(提供データ)

++++++++

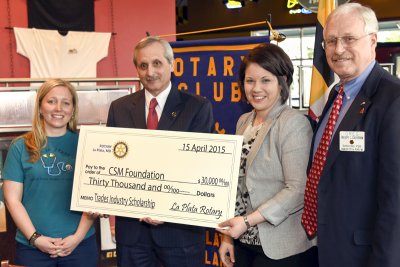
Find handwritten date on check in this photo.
[71,126,243,228]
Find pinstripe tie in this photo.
[301,84,343,237]
[147,98,158,130]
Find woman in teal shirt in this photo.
[3,79,98,267]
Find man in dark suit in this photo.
[302,3,400,267]
[107,37,214,267]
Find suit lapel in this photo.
[157,86,183,130]
[321,64,385,176]
[130,90,147,129]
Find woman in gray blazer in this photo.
[218,44,318,267]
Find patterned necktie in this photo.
[147,98,158,130]
[301,84,343,237]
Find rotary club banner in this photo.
[171,36,269,266]
[171,36,269,134]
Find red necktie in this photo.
[301,84,343,237]
[147,98,158,130]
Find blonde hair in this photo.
[22,79,78,162]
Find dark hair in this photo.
[239,44,294,104]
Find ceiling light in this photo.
[224,0,244,9]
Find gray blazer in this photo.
[236,102,316,259]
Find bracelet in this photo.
[243,215,251,229]
[29,232,42,247]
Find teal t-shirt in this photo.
[3,131,94,245]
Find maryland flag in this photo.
[308,0,335,120]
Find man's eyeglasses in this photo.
[322,33,372,49]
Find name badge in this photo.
[339,131,365,152]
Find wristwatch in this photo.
[29,232,42,247]
[243,215,251,229]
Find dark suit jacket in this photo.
[310,64,400,267]
[107,87,214,247]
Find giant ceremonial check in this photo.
[71,126,243,228]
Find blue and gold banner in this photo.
[171,36,269,134]
[171,36,269,267]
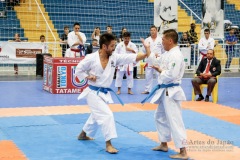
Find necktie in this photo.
[206,60,210,73]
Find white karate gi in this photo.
[142,36,165,92]
[150,46,187,148]
[198,37,215,62]
[114,42,138,88]
[75,51,137,141]
[65,31,87,58]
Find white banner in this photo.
[154,0,178,35]
[0,42,47,64]
[201,0,224,38]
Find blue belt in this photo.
[141,83,179,104]
[88,85,124,105]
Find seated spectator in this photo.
[118,27,127,42]
[179,32,192,47]
[85,39,99,55]
[225,28,238,72]
[92,27,101,44]
[192,49,221,102]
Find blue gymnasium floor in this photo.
[0,77,240,160]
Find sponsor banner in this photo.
[201,0,224,38]
[180,47,191,66]
[154,0,178,35]
[0,42,45,64]
[43,57,88,94]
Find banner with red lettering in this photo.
[0,42,46,64]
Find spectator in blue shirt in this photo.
[225,28,238,72]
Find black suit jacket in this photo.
[196,57,221,77]
[85,44,93,55]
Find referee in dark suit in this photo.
[192,49,221,102]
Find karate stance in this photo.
[75,33,150,153]
[142,25,165,94]
[142,29,188,159]
[114,32,138,94]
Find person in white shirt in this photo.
[141,29,188,159]
[75,33,150,154]
[198,29,215,62]
[91,27,101,44]
[142,25,165,94]
[114,32,138,94]
[65,22,87,57]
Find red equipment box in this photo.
[43,56,87,94]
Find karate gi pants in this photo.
[83,92,117,141]
[154,92,187,148]
[144,67,157,92]
[115,70,133,88]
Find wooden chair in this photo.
[192,75,219,103]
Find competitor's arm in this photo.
[136,38,151,61]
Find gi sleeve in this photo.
[75,54,94,80]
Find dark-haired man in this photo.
[192,49,221,102]
[114,32,138,94]
[65,22,87,57]
[75,33,150,153]
[142,29,188,159]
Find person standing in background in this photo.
[114,32,138,94]
[60,26,69,57]
[91,27,101,44]
[142,25,165,94]
[65,22,87,57]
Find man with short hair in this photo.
[192,49,221,102]
[114,32,138,94]
[198,29,215,61]
[142,29,188,159]
[225,28,238,72]
[86,39,99,55]
[75,33,150,154]
[65,22,87,57]
[142,25,165,94]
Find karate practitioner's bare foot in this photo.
[128,88,133,95]
[152,142,168,152]
[106,140,118,154]
[117,87,121,94]
[169,147,188,159]
[128,91,133,95]
[78,131,94,140]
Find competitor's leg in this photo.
[115,69,125,94]
[83,92,118,153]
[163,96,188,159]
[126,71,134,94]
[144,67,153,92]
[153,95,171,152]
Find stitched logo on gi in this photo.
[71,66,88,88]
[57,66,67,88]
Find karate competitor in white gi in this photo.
[114,32,138,94]
[198,29,215,62]
[75,33,150,153]
[142,29,188,159]
[65,22,87,58]
[142,25,165,94]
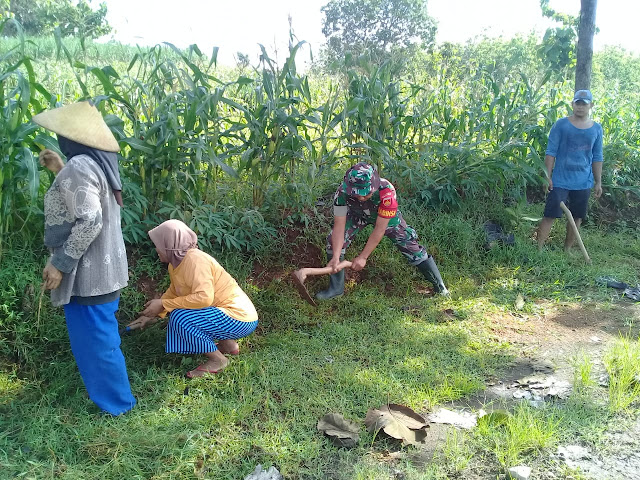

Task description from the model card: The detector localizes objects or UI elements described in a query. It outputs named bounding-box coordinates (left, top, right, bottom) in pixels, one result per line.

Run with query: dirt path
left=464, top=300, right=640, bottom=480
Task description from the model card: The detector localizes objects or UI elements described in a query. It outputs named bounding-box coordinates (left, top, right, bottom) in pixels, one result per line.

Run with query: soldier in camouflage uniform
left=316, top=162, right=449, bottom=300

++++++++

(やること) 上のエントリの全行を、「番号」と「行」の2列のMarkdown表に書き直す。空行と画像は表に入れない。

(回答)
| 番号 | 行 |
|---|---|
| 1 | Find handwritten date on check in this photo. |
| 2 | [71,126,243,228] |
| 3 | Find pinstripe tie in this photo. |
| 4 | [301,84,343,237] |
| 5 | [147,98,158,130] |
| 6 | Find woman in teal shirt in this photo. |
| 7 | [3,79,98,267] |
| 8 | Find man in dark suit in this photo. |
| 9 | [302,3,400,267] |
| 10 | [107,37,214,267] |
| 11 | Find suit lapel in this photo. |
| 12 | [157,86,183,130] |
| 13 | [321,64,385,176] |
| 14 | [130,90,147,129] |
| 15 | Find woman in gray blazer in this photo. |
| 16 | [218,44,318,267] |
| 17 | Find patterned necktie in this photo. |
| 18 | [147,98,158,130] |
| 19 | [301,84,343,237] |
| 20 | Find rotary club banner in this photo. |
| 21 | [171,36,269,266] |
| 22 | [171,36,269,134] |
| 23 | Find red necktie in this photo. |
| 24 | [301,84,343,237] |
| 25 | [147,98,158,130] |
| 26 | Find blonde hair in this photo. |
| 27 | [22,79,78,162] |
| 28 | Find dark hair in this photo. |
| 29 | [239,44,294,104] |
| 30 | Find ceiling light in this photo. |
| 31 | [224,0,244,9] |
| 32 | Find gray blazer in this photo. |
| 33 | [236,102,316,259] |
| 34 | Find bracelet in this photo. |
| 35 | [243,215,251,229] |
| 36 | [29,232,42,247] |
| 37 | Find teal t-shirt in this photo. |
| 38 | [3,131,94,245] |
| 39 | Find maryland flag in this photo. |
| 40 | [308,0,335,120] |
| 41 | Find man's eyeglasses in this photo. |
| 42 | [322,33,372,49] |
| 43 | Find name badge in this photo. |
| 44 | [339,131,365,152] |
| 45 | Find wristwatch in this photo. |
| 46 | [29,232,42,247] |
| 47 | [243,215,251,229] |
| 48 | Find dark suit jacket in this photo. |
| 49 | [310,64,400,267] |
| 50 | [107,87,214,247] |
| 51 | Find giant ceremonial check in this photo. |
| 52 | [71,126,243,228] |
| 53 | Find blue and gold banner in this photo. |
| 54 | [171,36,269,134] |
| 55 | [171,36,269,267] |
| 56 | Find necktie in this photo. |
| 57 | [206,60,210,73] |
| 58 | Find white karate gi in this photo. |
| 59 | [142,36,165,92] |
| 60 | [150,46,187,148] |
| 61 | [198,37,215,62] |
| 62 | [114,42,138,88] |
| 63 | [75,51,137,141] |
| 64 | [65,31,87,58] |
| 65 | Find white banner in this photo. |
| 66 | [154,0,178,35] |
| 67 | [0,42,47,64] |
| 68 | [201,0,224,38] |
| 69 | Find blue belt in this photo. |
| 70 | [141,83,179,104] |
| 71 | [88,85,124,105] |
| 72 | Find seated spectator in this photo. |
| 73 | [118,27,127,42] |
| 74 | [179,32,192,47] |
| 75 | [85,39,99,55] |
| 76 | [225,28,238,72] |
| 77 | [92,27,101,44] |
| 78 | [192,49,221,102] |
| 79 | Find blue gymnasium floor in this photo. |
| 80 | [0,77,240,160] |
| 81 | Find sponsor banner in this photo. |
| 82 | [201,0,224,38] |
| 83 | [180,47,191,66] |
| 84 | [154,0,178,35] |
| 85 | [0,42,45,64] |
| 86 | [43,57,88,94] |
| 87 | Find banner with red lettering in this photo. |
| 88 | [0,42,46,64] |
| 89 | Find spectator in blue shirt in this photo. |
| 90 | [225,28,238,72] |
| 91 | Find black suit jacket in this photo. |
| 92 | [196,57,221,77] |
| 93 | [85,44,93,55] |
| 94 | Find referee in dark suit in this photo. |
| 95 | [192,49,221,102] |
| 96 | Find karate stance in this photo. |
| 97 | [75,33,150,153] |
| 98 | [142,25,165,94] |
| 99 | [142,29,188,159] |
| 100 | [114,32,138,94] |
| 101 | Find person in white shirt in this photo. |
| 102 | [141,29,188,159] |
| 103 | [75,33,150,154] |
| 104 | [198,29,215,62] |
| 105 | [91,27,101,44] |
| 106 | [142,25,165,94] |
| 107 | [114,32,138,94] |
| 108 | [65,22,87,57] |
| 109 | Find red equipment box in this photo. |
| 110 | [43,56,87,94] |
| 111 | Find karate gi pants in this photo. |
| 112 | [83,92,117,141] |
| 113 | [154,92,187,148] |
| 114 | [144,67,157,92] |
| 115 | [115,70,133,88] |
| 116 | Find wooden chair in this photo. |
| 117 | [192,75,219,103] |
| 118 | Find competitor's arm in this photo. |
| 119 | [136,38,151,61] |
| 120 | Find gi sleeve in this photo. |
| 121 | [75,54,94,80] |
| 122 | Find dark-haired man in this photo. |
| 123 | [192,49,221,102] |
| 124 | [114,32,138,94] |
| 125 | [65,22,87,57] |
| 126 | [75,33,150,153] |
| 127 | [142,29,188,159] |
| 128 | Find person standing in background in this photo. |
| 129 | [114,32,138,94] |
| 130 | [60,26,69,57] |
| 131 | [91,27,101,44] |
| 132 | [142,25,165,94] |
| 133 | [65,22,87,57] |
| 134 | Find man with short hair in this photo. |
| 135 | [192,49,221,102] |
| 136 | [114,32,138,94] |
| 137 | [198,29,215,61] |
| 138 | [142,29,188,159] |
| 139 | [225,28,238,72] |
| 140 | [86,39,99,55] |
| 141 | [75,33,150,154] |
| 142 | [65,22,87,57] |
| 143 | [142,25,165,94] |
| 144 | Find karate practitioner's bare foot in this photo. |
| 145 | [128,88,133,95] |
| 146 | [152,142,168,152] |
| 147 | [106,140,118,154] |
| 148 | [117,87,121,94] |
| 149 | [169,147,188,159] |
| 150 | [128,91,133,95] |
| 151 | [78,131,94,140] |
| 152 | Find competitor's leg in this photo. |
| 153 | [115,69,125,94] |
| 154 | [83,92,118,153] |
| 155 | [163,96,188,159] |
| 156 | [126,71,134,94] |
| 157 | [144,67,153,92] |
| 158 | [153,95,171,152] |
| 159 | Find stitched logo on gi in this photo. |
| 160 | [71,66,88,88] |
| 161 | [57,66,67,88] |
| 162 | Find karate competitor in white gi in this photo. |
| 163 | [114,32,138,94] |
| 164 | [198,29,215,62] |
| 165 | [75,33,150,153] |
| 166 | [142,29,188,159] |
| 167 | [65,22,87,58] |
| 168 | [142,25,165,94] |
| 169 | Task description from the model card: The detector localizes objects or UI elements described in a query. It outputs named bounding-box coordinates (left, top, right, bottom) in pixels, one result per line. |
| 170 | Run with query: dirt path |
| 171 | left=464, top=300, right=640, bottom=480 |
| 172 | Task description from the model card: The detector localizes objects or UI elements described in a query. It outputs named bounding-box coordinates (left, top, right, bottom) in pixels, one result per line. |
| 173 | Run with query: soldier in camouflage uniform |
| 174 | left=316, top=162, right=449, bottom=300 |